Kapitel O
13
Praktische Herausforderungen für das Hören in mikrotonalen Projekten
Wie an anderer Stelle beschrieben, fällt es mir nicht immer leicht, eine pythagoräische Terz von einer harmonischen Terz zu unterscheiden.
http://www.soyka-musik.at/upload/media2/Zu%20Mikrobuch%20-%20XH%204%20Schwebungsfreie%20Terz%204zu5%20vs%20Terz%2064zu81.mp3
Dieser Unterschied von 21,5 Cent kann vom Gehör überwunden werden, erfordert jedoch eine Reihe von Bedingungen, die nicht immer in gleicher Weise erfüllt werden.
Das Niveau der verfügbaren Konzentration kann sehr unterschiedlich sein: Während ich beispielsweise dirigiere, gibt es gleichzeitig viele andere Details zu beachten (Rhythmik, Bewegung, Lesevermerke etc.). Ich muss zugeben, dass ich manchmal erst im Nachhinein (z.B. bei der Überprüfung von Aufnahmen) "falsch gespielte" Mikrotöne als solche bemerkt habe (z.B. weil mir die Abweichung vom chromatischen Intervall während der Aufführung bewusster war als das dadurch erklingende Mikrointervall).

= ZU PRÜFENDE DATEN =
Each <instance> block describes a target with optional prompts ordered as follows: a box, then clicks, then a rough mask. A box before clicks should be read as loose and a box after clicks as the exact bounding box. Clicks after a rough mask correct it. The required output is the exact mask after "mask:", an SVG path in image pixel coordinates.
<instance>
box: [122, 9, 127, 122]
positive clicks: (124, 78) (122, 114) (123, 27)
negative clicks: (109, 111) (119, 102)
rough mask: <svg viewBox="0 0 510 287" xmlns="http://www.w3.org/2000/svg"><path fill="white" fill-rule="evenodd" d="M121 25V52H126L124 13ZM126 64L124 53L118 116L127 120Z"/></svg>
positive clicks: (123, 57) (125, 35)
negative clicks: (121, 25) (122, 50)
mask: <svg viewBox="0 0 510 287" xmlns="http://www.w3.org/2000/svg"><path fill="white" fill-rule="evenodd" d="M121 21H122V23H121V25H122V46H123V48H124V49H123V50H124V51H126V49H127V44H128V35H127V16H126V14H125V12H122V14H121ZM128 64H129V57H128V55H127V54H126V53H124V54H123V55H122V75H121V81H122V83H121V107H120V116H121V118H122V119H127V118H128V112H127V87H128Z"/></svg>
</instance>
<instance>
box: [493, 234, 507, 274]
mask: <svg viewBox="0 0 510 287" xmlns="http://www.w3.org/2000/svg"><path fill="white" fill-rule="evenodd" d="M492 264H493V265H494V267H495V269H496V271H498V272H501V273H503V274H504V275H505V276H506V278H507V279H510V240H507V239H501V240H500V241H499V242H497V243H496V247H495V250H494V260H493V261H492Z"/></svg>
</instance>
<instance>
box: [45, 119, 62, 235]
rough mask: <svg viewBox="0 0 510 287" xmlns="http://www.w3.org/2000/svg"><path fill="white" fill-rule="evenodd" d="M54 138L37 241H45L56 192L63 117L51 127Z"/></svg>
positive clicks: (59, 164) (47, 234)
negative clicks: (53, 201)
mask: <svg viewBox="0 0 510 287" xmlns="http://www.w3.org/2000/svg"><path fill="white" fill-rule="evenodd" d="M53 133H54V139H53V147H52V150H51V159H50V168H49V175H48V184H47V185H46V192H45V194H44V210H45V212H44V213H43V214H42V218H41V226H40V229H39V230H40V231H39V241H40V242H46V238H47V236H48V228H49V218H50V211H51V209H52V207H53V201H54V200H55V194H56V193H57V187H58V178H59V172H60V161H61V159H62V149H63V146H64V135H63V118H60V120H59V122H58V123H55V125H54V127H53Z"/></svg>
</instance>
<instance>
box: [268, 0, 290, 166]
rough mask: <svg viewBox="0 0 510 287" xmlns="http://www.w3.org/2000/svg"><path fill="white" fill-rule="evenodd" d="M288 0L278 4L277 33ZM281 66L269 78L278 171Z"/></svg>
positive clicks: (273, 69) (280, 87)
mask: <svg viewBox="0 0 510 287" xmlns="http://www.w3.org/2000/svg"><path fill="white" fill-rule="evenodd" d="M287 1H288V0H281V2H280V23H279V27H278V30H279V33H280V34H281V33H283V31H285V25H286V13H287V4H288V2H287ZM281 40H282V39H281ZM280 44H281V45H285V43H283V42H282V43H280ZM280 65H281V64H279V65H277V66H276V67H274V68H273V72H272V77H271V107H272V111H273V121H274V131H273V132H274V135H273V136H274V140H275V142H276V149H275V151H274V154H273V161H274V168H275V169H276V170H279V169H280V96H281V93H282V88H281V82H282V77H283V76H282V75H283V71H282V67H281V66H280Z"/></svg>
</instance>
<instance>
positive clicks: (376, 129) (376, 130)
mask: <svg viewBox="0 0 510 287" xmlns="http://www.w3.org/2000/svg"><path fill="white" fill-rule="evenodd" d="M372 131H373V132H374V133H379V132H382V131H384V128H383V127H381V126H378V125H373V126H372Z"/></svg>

--

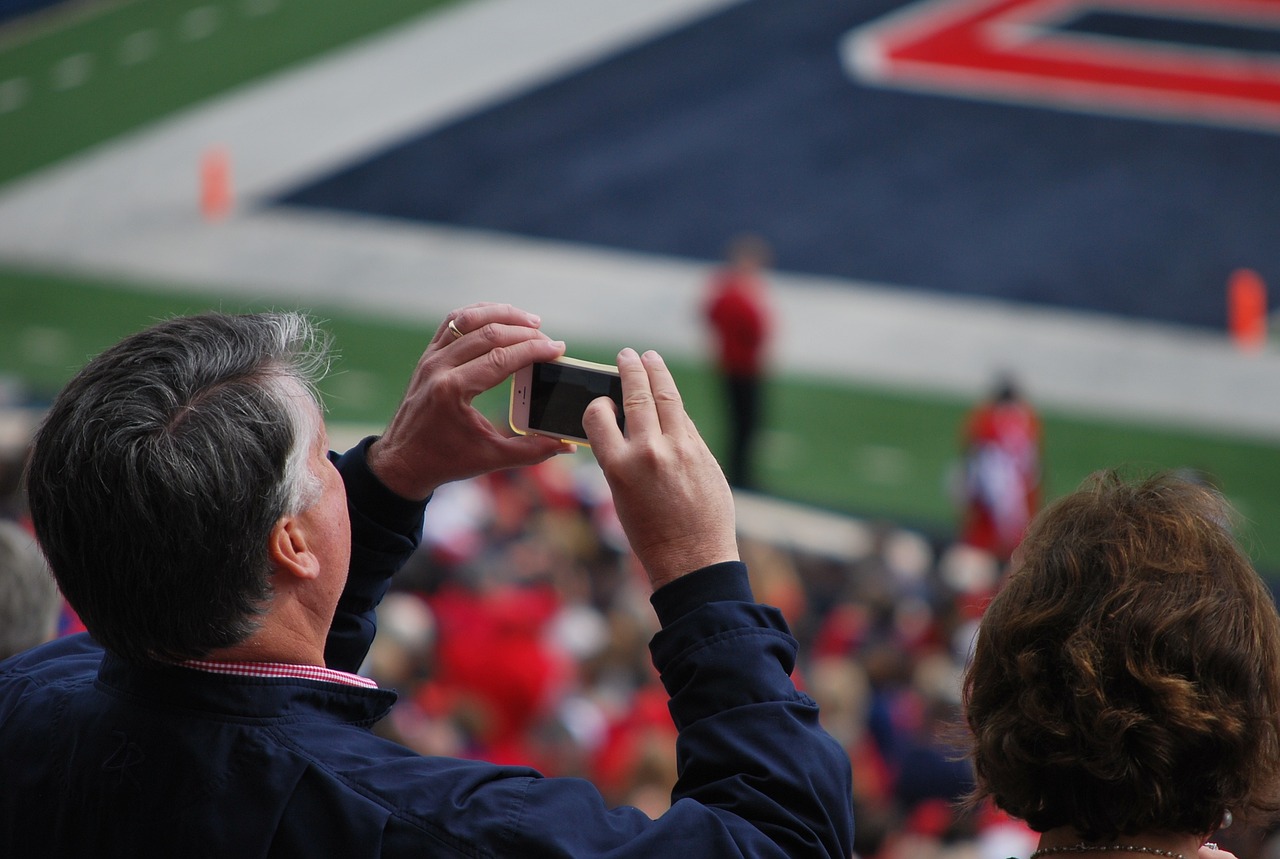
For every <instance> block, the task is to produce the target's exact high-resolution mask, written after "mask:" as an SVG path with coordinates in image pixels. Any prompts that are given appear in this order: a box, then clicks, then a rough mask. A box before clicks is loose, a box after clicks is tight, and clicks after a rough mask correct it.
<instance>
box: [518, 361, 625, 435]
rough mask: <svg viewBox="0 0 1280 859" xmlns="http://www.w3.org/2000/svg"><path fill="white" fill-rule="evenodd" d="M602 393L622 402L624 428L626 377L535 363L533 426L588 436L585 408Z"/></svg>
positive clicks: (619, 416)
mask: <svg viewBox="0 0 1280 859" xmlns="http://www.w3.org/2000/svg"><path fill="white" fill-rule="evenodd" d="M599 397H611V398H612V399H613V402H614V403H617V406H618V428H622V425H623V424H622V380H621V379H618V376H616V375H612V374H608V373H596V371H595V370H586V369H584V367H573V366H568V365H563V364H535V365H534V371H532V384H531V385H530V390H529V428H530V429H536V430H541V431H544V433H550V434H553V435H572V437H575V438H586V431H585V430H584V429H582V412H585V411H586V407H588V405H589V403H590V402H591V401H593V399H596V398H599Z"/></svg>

==

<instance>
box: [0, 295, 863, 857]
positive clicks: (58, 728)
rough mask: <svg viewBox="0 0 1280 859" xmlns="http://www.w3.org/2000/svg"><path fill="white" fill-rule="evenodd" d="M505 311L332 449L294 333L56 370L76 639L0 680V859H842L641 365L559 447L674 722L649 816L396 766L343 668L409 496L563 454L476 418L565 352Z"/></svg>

= AUFGABENSTELLUNG =
Gib aus dem Text über das Hören in mikrotonalen Projekten den Abschnitt zwischen „Das Niveau der“ und „dadurch erklingende Mikrointervall).“ wortgetreu wieder, beide Stellen eingeschlossen.

= ANTWORT FOLGT =
Das Niveau der verfügbaren Konzentration kann sehr unterschiedlich sein: Während ich beispielsweise dirigiere, gibt es gleichzeitig viele andere Details zu beachten (Rhythmik, Bewegung, Lesevermerke etc.). Ich muss zugeben, dass ich manchmal erst im Nachhinein (z.B. bei der Überprüfung von Aufnahmen) "falsch gespielte" Mikrotöne als solche bemerkt habe (z.B. weil mir die Abweichung vom chromatischen Intervall während der Aufführung bewusster war als das dadurch erklingende Mikrointervall).